Problem requirements
Repeat, without any change, the lines of the records from the line containing "Annotation sprint — target object: crown" up to and including the line containing "291,224,298,254".
** start of Source data **
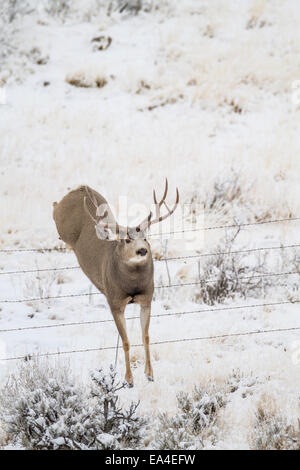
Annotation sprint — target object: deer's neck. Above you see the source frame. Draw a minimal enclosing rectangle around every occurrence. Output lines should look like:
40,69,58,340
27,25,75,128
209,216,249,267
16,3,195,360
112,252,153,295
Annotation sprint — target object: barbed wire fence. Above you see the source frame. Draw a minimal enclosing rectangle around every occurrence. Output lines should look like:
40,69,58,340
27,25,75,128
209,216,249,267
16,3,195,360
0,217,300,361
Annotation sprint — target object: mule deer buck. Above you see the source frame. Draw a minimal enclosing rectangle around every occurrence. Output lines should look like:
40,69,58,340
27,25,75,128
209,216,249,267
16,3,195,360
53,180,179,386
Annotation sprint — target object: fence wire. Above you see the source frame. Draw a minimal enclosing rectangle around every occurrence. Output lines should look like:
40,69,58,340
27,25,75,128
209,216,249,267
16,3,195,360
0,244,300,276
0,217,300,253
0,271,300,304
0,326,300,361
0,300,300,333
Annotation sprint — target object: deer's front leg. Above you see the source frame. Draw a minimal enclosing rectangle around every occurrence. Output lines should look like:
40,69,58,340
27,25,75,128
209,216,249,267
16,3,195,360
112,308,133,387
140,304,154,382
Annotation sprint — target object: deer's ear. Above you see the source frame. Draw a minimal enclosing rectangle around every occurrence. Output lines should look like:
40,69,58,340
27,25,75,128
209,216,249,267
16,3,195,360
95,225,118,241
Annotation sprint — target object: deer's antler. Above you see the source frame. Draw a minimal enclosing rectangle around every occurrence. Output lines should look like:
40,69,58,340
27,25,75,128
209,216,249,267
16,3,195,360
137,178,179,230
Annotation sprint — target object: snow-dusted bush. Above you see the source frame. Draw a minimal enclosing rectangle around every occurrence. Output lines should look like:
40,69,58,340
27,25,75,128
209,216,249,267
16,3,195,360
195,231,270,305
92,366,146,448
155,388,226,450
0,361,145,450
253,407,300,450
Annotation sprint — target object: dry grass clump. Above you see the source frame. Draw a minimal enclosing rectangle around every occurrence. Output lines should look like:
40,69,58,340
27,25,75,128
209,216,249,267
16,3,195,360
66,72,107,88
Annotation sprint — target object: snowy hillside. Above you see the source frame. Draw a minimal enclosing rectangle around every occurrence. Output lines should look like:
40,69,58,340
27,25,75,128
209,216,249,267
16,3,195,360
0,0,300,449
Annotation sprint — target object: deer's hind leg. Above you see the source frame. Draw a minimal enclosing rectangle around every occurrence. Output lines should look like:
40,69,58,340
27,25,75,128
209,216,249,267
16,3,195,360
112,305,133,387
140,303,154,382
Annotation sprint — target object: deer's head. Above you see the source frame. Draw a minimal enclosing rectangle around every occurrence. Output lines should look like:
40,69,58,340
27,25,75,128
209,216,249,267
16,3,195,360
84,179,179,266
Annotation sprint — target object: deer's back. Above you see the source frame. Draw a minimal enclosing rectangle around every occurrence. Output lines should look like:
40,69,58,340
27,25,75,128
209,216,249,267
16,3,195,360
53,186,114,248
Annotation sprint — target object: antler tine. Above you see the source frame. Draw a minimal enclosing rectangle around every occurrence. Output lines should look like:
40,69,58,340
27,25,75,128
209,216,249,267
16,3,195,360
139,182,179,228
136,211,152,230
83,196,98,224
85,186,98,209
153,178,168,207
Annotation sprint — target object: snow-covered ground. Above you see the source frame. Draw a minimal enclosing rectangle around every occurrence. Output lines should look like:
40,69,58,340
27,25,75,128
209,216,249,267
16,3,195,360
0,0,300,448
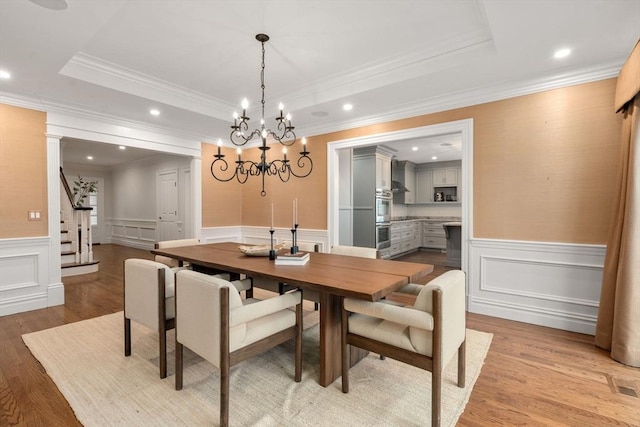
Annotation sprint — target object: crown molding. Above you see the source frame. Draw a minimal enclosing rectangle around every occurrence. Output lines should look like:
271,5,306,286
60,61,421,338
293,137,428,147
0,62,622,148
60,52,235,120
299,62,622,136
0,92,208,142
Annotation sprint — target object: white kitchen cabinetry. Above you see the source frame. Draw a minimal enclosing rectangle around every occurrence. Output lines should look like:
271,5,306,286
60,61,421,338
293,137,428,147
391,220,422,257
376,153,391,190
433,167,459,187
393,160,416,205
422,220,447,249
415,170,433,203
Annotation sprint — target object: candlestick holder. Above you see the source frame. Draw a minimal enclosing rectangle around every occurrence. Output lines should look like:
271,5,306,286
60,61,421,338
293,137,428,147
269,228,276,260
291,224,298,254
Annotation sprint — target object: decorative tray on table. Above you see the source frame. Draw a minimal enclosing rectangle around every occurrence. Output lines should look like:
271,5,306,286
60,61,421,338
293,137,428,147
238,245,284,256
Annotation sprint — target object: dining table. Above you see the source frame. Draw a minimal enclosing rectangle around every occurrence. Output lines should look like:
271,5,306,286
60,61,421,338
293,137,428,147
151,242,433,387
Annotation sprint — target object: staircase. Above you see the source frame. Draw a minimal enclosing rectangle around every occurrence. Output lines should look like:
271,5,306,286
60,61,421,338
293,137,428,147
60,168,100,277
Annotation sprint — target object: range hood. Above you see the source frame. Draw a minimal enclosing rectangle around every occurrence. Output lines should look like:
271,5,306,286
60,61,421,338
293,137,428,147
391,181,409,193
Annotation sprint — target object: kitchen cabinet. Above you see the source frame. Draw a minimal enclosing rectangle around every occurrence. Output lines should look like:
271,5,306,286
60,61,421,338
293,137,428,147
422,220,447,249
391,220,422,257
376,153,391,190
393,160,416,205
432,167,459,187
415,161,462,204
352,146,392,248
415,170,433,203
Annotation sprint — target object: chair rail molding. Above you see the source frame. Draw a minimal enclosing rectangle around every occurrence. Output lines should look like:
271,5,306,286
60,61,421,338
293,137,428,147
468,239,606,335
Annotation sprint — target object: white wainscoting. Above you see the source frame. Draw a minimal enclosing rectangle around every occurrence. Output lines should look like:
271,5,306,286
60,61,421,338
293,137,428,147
** end of Source data **
Answer below
Annotation sprint — target object: crown molding. Above you see the source frame. Draw a minimal enclosing rectangle around every occurrence. Output lines should look like:
271,5,306,286
60,61,421,338
293,137,428,147
0,62,622,148
60,52,235,120
299,62,622,136
0,92,208,142
Annotation sprint — target object: white kitchen cabinetry. Above you see the source frame. Draw a minimal enclosing rectangle around every occurrence. Output lines should look like:
271,5,306,286
60,61,421,338
293,137,428,147
391,220,422,257
376,153,391,190
433,167,459,187
393,160,416,205
422,220,447,249
415,170,433,203
Annotation sprint — target object: candlestick holder. Above you see the source frame. Draw a minimal enclosing rectangle around every occurrence. Output lines should look like:
271,5,306,286
60,61,421,338
293,137,428,147
269,228,276,260
291,224,298,254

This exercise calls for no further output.